[Point annotation dataset records]
** BEGIN **
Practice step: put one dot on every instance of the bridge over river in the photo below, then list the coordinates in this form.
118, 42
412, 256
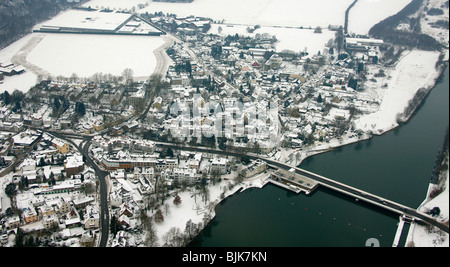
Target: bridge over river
402, 210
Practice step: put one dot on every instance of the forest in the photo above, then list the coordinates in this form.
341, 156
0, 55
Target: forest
387, 31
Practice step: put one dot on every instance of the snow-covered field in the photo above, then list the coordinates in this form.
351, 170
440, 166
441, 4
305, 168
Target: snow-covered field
115, 4
415, 70
65, 54
264, 12
294, 39
194, 208
367, 13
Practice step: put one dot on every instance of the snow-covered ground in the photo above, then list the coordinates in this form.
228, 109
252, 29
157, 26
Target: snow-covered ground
295, 39
414, 71
115, 4
367, 13
194, 208
65, 54
419, 235
264, 12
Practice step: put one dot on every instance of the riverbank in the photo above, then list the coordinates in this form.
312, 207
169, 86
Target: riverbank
424, 236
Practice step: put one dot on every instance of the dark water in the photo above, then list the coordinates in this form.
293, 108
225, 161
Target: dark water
396, 165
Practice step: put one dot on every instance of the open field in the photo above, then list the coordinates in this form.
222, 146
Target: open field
367, 13
65, 54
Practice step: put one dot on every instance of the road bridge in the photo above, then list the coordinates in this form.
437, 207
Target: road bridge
359, 194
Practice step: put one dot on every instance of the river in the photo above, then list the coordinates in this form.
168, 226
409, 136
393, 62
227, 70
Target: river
396, 165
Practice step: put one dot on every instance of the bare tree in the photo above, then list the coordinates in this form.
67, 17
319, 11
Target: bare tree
127, 75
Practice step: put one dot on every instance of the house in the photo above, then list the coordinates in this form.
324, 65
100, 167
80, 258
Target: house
219, 165
12, 222
91, 218
87, 239
62, 207
62, 146
45, 210
82, 202
49, 221
73, 165
126, 210
124, 221
30, 215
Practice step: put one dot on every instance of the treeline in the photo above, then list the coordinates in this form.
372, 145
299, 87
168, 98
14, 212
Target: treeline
412, 105
387, 31
17, 17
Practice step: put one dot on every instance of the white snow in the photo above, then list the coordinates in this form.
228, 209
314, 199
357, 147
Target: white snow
419, 235
414, 71
85, 55
22, 82
194, 208
289, 38
115, 4
264, 12
367, 13
87, 20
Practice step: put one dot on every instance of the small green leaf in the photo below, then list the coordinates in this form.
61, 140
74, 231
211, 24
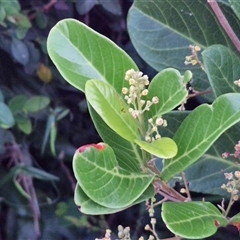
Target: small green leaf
112, 109
6, 117
192, 220
36, 104
88, 206
200, 130
168, 86
103, 181
187, 76
162, 148
80, 54
41, 19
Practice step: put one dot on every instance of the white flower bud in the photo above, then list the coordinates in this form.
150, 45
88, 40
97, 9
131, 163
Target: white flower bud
124, 90
159, 121
155, 100
144, 92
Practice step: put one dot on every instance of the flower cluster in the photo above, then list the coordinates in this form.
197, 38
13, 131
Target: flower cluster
153, 129
237, 82
193, 58
135, 93
135, 97
123, 233
233, 184
236, 154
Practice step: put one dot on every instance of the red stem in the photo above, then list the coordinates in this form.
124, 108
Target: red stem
223, 21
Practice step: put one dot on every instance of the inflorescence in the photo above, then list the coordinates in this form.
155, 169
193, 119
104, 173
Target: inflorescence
135, 97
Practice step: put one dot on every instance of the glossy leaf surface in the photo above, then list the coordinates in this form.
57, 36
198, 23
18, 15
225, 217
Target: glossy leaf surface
200, 130
103, 181
123, 149
161, 31
168, 86
162, 148
192, 220
81, 54
112, 109
88, 206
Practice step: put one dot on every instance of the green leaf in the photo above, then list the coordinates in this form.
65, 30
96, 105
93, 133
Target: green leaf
19, 51
41, 19
192, 220
168, 86
112, 109
103, 181
222, 68
123, 149
53, 136
80, 54
88, 206
6, 117
200, 130
161, 31
162, 148
211, 166
236, 219
36, 104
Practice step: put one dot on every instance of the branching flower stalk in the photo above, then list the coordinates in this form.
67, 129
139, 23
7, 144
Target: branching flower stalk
232, 187
135, 97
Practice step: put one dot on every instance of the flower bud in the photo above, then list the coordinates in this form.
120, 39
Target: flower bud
155, 100
124, 90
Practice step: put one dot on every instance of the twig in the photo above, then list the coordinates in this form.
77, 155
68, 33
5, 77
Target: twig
223, 21
18, 157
** END **
# Aim of the exercise
Leaving aside the images, write out the entries above word for word.

# Output for this exercise
Practice step: put one dot on every instance of the bridge over river in the photo below, then list the coordinates in this form.
118, 42
412, 256
Target: bridge over river
402, 210
Practice step: put one dot on every instance of the forest in the photo above, then list the coordinates in this form.
341, 156
0, 55
Target: forest
387, 31
Practice step: put one dot on every instance of the snow-covered field in the photo above, then list the coordinates in this form.
351, 170
440, 166
441, 4
305, 168
Target: snow-covered field
115, 4
415, 70
65, 54
264, 12
294, 39
194, 208
367, 13
Practice step: put one dot on every instance of the snow-covered ground in the photo above, then list the coordinates in this form.
228, 109
252, 29
157, 26
Target: snow-covered ground
295, 39
414, 71
115, 4
367, 13
194, 208
65, 54
419, 235
264, 12
Practice step: put one dot on every instance of the riverbank in the photo above, then list the coordinates in this form.
312, 207
169, 86
Target: riverbank
424, 236
Practice step: put one dot on every instance of the dark water in the photo above, then list the coordinates in this form.
293, 108
225, 161
Target: dark water
396, 165
Practice step: put one dot on every instance of the open field in the photo above, then list the coordinates in this form.
222, 146
Target: open field
367, 13
65, 54
Practice step: put one dot on every instance of the road bridge in the photo above, then list the coordinates in this form.
437, 207
Target: road bridge
359, 194
Practice step: put one dot on every instance of the river in the photo above, then list the coordinates in this form.
168, 226
409, 136
393, 62
227, 70
Target: river
396, 165
Practice step: put one dot on every instance of the bare tree in the photo above, then list the coordinates in this form.
67, 17
319, 11
Target: bare tree
127, 75
Practice step: put one dot on every instance of the house in the photo above, then list the coordinates in this form.
324, 65
100, 167
80, 258
Target: house
219, 165
12, 222
91, 218
87, 239
62, 207
62, 146
45, 210
82, 202
49, 221
73, 165
126, 210
124, 221
30, 215
Practice step: put one dot on every instance of the treeline in the photo above, then list the coordinates in this form.
372, 145
299, 87
168, 98
14, 212
Target: treeline
412, 105
387, 31
17, 17
Practice step: put one dot on every instance of the white snow in the photo above, then list the coordinates in this form.
228, 209
314, 199
357, 147
Target: white snow
419, 235
414, 71
85, 55
22, 82
194, 208
289, 38
115, 4
264, 12
367, 13
87, 20
Practice step: put one dot on every instance of the small green leaf in the photo below, then list the coordinates in this form.
61, 140
74, 231
211, 24
Target: small green leaf
112, 109
6, 117
192, 220
36, 104
88, 206
200, 130
168, 86
103, 181
187, 76
162, 148
80, 54
41, 19
Practice step: put one dot on every instance of the white flower bud in the photo above, then list the coordinates in this form.
150, 45
88, 40
97, 9
131, 163
Target: white flower bud
124, 90
159, 121
155, 100
144, 92
Practice step: put one dot on every instance of the flower cluster in the photo above, then list the coordinates in this form.
197, 38
13, 131
Target: flower cluster
153, 129
237, 82
193, 58
135, 93
135, 97
123, 233
233, 184
236, 154
Practice step: put one dot on every instance of the red stem in the photo above, then list the coordinates in this form.
124, 108
Target: red stem
223, 21
Practice step: put one dot on every instance of the inflorescence in the photo above, then list the coordinates in this form.
155, 169
193, 119
104, 173
Target: inflorescence
135, 97
Practice step: put one dot on every instance of the glossy leaf surface in the photo above, then list the coordinates in this form.
57, 36
198, 23
18, 15
225, 217
Target: glossy leaf surface
200, 130
103, 181
123, 149
161, 31
168, 86
162, 148
192, 220
81, 54
112, 109
88, 206
Practice step: put one dot on every instance of the green leaf in the photo above, then list the coordinates in this form.
65, 30
96, 105
93, 133
Target: green leaf
19, 51
41, 19
192, 220
168, 86
112, 109
103, 181
222, 68
123, 149
53, 136
80, 54
88, 206
6, 117
200, 130
161, 31
162, 148
211, 166
236, 219
36, 104
Practice step: put one dot on every instance of the branching flower stalk in the photo above, then list the coordinates in this form.
67, 129
139, 23
7, 144
Target: branching flower stalk
232, 187
135, 97
Practice step: put one dot on every instance of the flower bud in the photo above, then list the coordinates in this form.
120, 39
Target: flower bud
155, 100
124, 90
Practice step: put one dot on every instance of the twig in the photo above, then list the coordinates in this form.
77, 155
68, 33
5, 77
Target: twig
223, 21
18, 157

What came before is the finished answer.